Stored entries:
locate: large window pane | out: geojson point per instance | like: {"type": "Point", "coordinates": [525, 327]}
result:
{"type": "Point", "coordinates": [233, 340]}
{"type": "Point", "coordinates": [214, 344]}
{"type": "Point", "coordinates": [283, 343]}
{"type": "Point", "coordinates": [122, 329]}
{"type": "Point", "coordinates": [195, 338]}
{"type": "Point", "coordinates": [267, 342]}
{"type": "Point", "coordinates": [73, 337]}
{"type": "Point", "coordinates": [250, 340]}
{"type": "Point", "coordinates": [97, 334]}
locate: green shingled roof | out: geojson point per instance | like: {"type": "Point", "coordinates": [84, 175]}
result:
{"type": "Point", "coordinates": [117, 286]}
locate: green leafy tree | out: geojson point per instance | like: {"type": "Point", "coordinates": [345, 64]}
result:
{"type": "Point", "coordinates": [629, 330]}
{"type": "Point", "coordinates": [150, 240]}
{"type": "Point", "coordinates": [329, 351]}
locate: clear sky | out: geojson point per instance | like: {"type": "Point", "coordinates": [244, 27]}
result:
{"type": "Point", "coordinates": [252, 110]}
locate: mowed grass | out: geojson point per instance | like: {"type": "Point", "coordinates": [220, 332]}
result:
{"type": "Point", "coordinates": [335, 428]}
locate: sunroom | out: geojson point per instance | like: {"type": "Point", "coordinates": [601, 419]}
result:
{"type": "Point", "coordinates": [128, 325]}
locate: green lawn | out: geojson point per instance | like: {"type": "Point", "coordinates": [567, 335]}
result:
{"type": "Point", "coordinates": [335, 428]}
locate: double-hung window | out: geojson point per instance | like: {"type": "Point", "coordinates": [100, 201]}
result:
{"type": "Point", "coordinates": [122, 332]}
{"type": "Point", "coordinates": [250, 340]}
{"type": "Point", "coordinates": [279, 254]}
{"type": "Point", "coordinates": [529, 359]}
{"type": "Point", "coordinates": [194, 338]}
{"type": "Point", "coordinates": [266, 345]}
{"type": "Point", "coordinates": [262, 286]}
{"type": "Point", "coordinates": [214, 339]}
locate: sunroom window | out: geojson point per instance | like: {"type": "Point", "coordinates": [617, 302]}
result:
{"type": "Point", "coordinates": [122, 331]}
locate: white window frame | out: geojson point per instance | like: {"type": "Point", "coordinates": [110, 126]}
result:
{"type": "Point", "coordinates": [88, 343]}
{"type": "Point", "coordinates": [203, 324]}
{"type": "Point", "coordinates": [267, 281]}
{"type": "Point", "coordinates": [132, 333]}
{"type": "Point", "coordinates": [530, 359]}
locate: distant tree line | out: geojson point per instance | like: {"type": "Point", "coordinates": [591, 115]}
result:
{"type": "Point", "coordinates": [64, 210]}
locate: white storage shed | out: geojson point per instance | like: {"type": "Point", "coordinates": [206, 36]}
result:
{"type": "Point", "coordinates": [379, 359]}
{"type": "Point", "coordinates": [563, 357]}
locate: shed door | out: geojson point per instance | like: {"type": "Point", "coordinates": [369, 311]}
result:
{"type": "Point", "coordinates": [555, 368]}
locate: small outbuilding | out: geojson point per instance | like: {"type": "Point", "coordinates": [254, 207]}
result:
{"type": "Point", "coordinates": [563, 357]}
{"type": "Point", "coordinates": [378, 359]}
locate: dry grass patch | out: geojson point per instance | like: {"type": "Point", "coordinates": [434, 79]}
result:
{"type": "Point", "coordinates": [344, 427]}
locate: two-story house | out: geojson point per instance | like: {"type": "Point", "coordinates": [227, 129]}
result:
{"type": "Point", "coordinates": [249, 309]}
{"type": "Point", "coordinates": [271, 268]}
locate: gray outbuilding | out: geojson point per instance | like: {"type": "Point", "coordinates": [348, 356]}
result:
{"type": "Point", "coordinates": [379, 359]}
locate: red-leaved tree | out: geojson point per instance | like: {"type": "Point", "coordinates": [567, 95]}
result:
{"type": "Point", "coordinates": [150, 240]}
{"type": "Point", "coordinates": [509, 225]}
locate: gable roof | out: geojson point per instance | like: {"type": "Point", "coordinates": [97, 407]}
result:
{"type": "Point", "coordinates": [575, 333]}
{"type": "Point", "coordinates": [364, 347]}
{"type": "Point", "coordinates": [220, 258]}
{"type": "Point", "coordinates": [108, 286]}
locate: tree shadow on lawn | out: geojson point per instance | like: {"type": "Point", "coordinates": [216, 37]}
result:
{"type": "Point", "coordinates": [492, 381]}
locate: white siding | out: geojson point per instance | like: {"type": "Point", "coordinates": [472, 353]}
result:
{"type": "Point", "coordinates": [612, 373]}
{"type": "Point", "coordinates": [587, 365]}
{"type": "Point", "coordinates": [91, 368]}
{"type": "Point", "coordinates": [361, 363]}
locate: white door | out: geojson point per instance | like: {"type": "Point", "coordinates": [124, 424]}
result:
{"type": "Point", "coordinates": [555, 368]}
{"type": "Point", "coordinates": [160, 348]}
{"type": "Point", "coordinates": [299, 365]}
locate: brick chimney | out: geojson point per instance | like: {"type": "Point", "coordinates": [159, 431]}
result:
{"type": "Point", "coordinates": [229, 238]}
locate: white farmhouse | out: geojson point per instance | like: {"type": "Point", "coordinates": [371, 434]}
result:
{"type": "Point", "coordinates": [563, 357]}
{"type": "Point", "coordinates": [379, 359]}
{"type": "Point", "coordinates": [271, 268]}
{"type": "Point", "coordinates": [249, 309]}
==
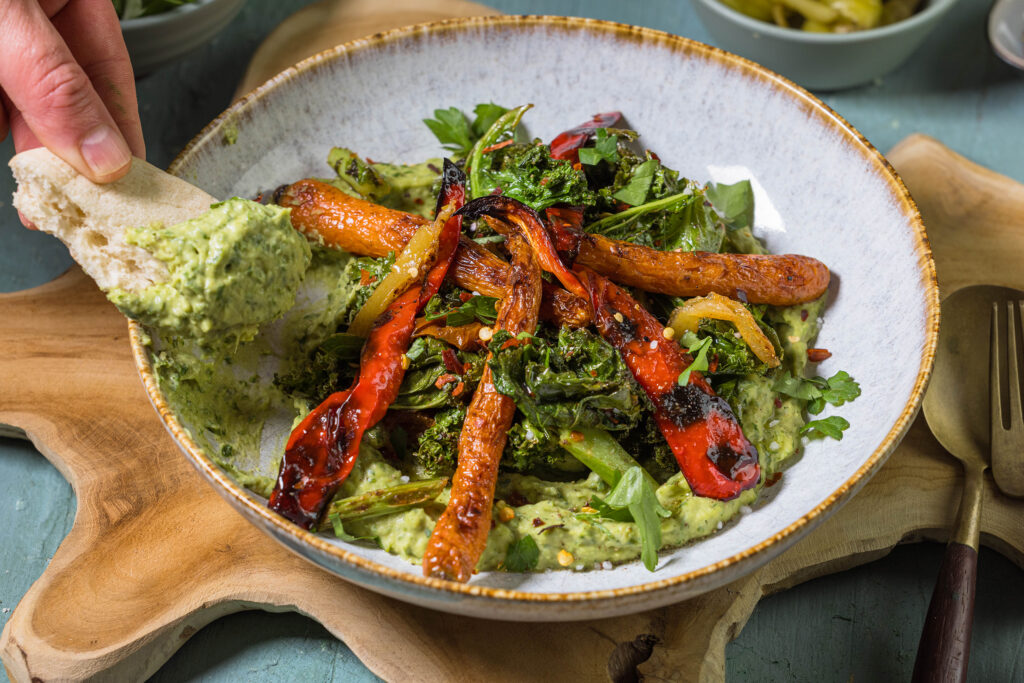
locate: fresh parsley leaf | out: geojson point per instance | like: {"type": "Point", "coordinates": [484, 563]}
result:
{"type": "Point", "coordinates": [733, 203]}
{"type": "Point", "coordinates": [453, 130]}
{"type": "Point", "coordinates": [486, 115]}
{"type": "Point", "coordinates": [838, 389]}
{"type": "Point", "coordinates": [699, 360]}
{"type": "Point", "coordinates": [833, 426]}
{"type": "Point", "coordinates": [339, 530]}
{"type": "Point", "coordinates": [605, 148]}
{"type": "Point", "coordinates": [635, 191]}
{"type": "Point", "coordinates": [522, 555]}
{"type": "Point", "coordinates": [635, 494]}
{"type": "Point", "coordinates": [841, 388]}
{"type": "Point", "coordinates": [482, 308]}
...
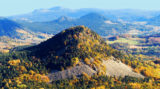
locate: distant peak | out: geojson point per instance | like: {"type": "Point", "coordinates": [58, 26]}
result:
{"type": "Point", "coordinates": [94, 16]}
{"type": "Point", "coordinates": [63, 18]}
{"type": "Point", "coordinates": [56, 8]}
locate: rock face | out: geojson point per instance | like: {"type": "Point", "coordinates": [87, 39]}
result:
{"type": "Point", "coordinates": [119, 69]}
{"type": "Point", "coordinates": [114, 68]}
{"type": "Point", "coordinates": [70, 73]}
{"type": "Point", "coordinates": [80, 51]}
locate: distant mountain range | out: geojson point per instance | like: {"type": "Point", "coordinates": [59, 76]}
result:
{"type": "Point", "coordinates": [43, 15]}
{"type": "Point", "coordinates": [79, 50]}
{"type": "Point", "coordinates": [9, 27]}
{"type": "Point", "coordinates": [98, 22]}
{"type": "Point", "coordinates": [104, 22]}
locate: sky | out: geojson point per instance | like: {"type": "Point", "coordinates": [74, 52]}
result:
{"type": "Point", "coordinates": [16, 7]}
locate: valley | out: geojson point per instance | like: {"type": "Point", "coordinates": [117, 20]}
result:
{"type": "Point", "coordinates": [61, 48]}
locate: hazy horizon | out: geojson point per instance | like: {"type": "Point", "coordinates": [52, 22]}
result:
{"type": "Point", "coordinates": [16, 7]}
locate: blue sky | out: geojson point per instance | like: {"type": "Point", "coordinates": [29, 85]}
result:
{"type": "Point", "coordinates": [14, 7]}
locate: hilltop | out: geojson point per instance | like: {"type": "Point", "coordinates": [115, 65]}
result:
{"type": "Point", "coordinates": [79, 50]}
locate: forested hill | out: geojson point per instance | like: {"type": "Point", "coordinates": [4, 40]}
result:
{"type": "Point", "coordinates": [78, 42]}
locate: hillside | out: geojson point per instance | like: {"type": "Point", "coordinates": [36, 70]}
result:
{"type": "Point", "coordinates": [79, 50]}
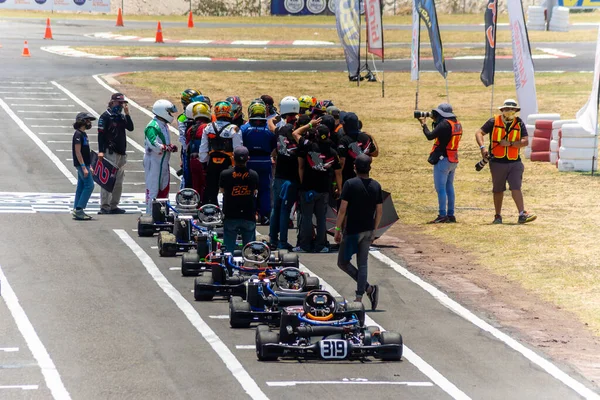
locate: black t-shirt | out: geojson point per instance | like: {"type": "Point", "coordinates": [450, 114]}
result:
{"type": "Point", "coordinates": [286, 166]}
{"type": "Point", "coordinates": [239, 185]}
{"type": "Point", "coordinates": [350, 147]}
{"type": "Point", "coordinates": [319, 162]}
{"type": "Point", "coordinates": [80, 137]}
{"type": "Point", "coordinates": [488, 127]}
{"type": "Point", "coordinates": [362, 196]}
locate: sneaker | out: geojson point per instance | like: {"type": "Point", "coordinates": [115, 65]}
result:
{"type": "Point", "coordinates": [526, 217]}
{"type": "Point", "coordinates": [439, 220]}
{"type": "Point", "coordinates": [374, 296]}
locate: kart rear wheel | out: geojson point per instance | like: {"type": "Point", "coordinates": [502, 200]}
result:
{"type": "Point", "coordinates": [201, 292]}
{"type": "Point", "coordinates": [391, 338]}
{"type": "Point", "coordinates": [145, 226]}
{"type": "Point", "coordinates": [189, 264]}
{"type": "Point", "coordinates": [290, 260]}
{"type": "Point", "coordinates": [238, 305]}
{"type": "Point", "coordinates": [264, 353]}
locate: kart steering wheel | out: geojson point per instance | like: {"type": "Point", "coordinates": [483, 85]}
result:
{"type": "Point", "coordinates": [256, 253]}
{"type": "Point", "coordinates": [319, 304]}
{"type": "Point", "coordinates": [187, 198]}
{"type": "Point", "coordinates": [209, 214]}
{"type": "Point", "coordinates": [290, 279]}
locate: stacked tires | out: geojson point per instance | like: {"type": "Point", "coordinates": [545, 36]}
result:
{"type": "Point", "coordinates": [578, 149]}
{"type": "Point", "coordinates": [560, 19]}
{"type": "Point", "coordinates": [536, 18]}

• **EXERCISE OBJECTIVE**: Extract every line of the listing that contains the word "green", matching case exactly.

• **RESULT**:
locate: green shingled roof | out: geojson point per instance | like: {"type": "Point", "coordinates": [84, 175]}
locate: green leafy tree | out: geojson point per instance | like: {"type": "Point", "coordinates": [345, 64]}
locate: green lawn | out: geojson point per instance | like: {"type": "Point", "coordinates": [567, 335]}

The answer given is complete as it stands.